# Task objective:
Which lines in the records below contain the word "russian"? Report each of them.

Records contained in a dataset:
%%

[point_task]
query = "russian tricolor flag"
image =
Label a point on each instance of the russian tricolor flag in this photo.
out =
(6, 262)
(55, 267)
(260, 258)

%%

# Expected output:
query = "russian tricolor flag"
Label a point on each instance of the russian tricolor flag in this photo.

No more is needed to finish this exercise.